──────── MATERIAL PROVIDED
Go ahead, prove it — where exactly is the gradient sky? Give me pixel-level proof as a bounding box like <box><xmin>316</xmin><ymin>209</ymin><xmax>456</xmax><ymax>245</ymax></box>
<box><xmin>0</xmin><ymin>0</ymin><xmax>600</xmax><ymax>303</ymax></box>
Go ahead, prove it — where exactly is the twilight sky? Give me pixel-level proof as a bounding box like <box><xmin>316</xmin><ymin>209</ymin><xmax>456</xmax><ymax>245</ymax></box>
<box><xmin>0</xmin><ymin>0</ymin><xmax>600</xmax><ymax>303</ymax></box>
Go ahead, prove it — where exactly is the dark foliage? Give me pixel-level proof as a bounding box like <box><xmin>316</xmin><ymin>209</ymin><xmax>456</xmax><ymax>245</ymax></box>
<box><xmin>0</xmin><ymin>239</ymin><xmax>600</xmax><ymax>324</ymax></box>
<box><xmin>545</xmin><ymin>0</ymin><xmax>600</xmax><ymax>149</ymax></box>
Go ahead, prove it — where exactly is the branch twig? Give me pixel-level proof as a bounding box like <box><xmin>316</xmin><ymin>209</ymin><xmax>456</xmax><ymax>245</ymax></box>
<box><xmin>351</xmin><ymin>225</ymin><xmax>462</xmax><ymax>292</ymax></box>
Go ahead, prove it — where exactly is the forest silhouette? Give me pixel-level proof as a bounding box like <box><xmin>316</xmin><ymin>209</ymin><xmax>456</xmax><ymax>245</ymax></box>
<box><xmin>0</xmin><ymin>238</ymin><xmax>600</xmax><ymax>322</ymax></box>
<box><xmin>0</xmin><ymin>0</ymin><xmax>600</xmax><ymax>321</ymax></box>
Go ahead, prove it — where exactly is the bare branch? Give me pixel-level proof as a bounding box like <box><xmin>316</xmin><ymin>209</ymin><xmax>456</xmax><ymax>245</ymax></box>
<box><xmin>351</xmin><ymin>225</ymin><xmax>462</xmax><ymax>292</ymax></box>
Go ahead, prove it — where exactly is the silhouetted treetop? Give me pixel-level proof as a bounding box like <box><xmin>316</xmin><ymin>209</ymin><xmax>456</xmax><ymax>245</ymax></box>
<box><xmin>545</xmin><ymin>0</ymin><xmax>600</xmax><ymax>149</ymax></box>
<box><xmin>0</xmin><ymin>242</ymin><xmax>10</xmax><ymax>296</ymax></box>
────────────────
PROBLEM DETAILS: Put all the entries above into a Markdown table with two columns, Row and Line. Number each row and skip any blank lines.

RESPONSE:
| Row | Line |
|---|---|
| 1 | Go ahead, prove it — where exactly is the gradient sky? Give me pixel-level proof as a bounding box like <box><xmin>316</xmin><ymin>209</ymin><xmax>456</xmax><ymax>245</ymax></box> |
| 2 | <box><xmin>0</xmin><ymin>0</ymin><xmax>600</xmax><ymax>303</ymax></box> |
| 3 | Go ahead, prove it — where exactly is the twilight sky? Give me pixel-level proof as a bounding box like <box><xmin>316</xmin><ymin>209</ymin><xmax>456</xmax><ymax>245</ymax></box> |
| 4 | <box><xmin>0</xmin><ymin>0</ymin><xmax>600</xmax><ymax>303</ymax></box> |
| 5 | Go ahead, prove it — where exactly is the dark foliage? Give me pixel-level proof as a bounding box like <box><xmin>316</xmin><ymin>209</ymin><xmax>456</xmax><ymax>245</ymax></box> |
| 6 | <box><xmin>0</xmin><ymin>239</ymin><xmax>600</xmax><ymax>324</ymax></box> |
| 7 | <box><xmin>545</xmin><ymin>0</ymin><xmax>600</xmax><ymax>149</ymax></box> |
| 8 | Go ahead, prove it — where exactly is the branch twig? Give me pixel-level proof as a bounding box like <box><xmin>316</xmin><ymin>209</ymin><xmax>456</xmax><ymax>245</ymax></box> |
| 9 | <box><xmin>351</xmin><ymin>225</ymin><xmax>462</xmax><ymax>292</ymax></box> |
| 10 | Go ahead, prove it — where exactly is the forest silhouette? Give me pixel-level proof as a bounding box like <box><xmin>316</xmin><ymin>209</ymin><xmax>456</xmax><ymax>245</ymax></box> |
| 11 | <box><xmin>0</xmin><ymin>238</ymin><xmax>600</xmax><ymax>322</ymax></box> |
| 12 | <box><xmin>0</xmin><ymin>0</ymin><xmax>600</xmax><ymax>321</ymax></box> |
| 13 | Go ahead, prove it — where exactly is the bare branch? Give me pixel-level proof as a bounding box like <box><xmin>316</xmin><ymin>209</ymin><xmax>456</xmax><ymax>245</ymax></box> |
| 14 | <box><xmin>351</xmin><ymin>225</ymin><xmax>462</xmax><ymax>292</ymax></box> |
| 15 | Go ahead, prove it — where exactly is the silhouetted treetop? Give me pixel-level proof as a bounding box like <box><xmin>316</xmin><ymin>209</ymin><xmax>456</xmax><ymax>245</ymax></box> |
| 16 | <box><xmin>545</xmin><ymin>0</ymin><xmax>600</xmax><ymax>149</ymax></box> |
| 17 | <box><xmin>0</xmin><ymin>242</ymin><xmax>10</xmax><ymax>296</ymax></box> |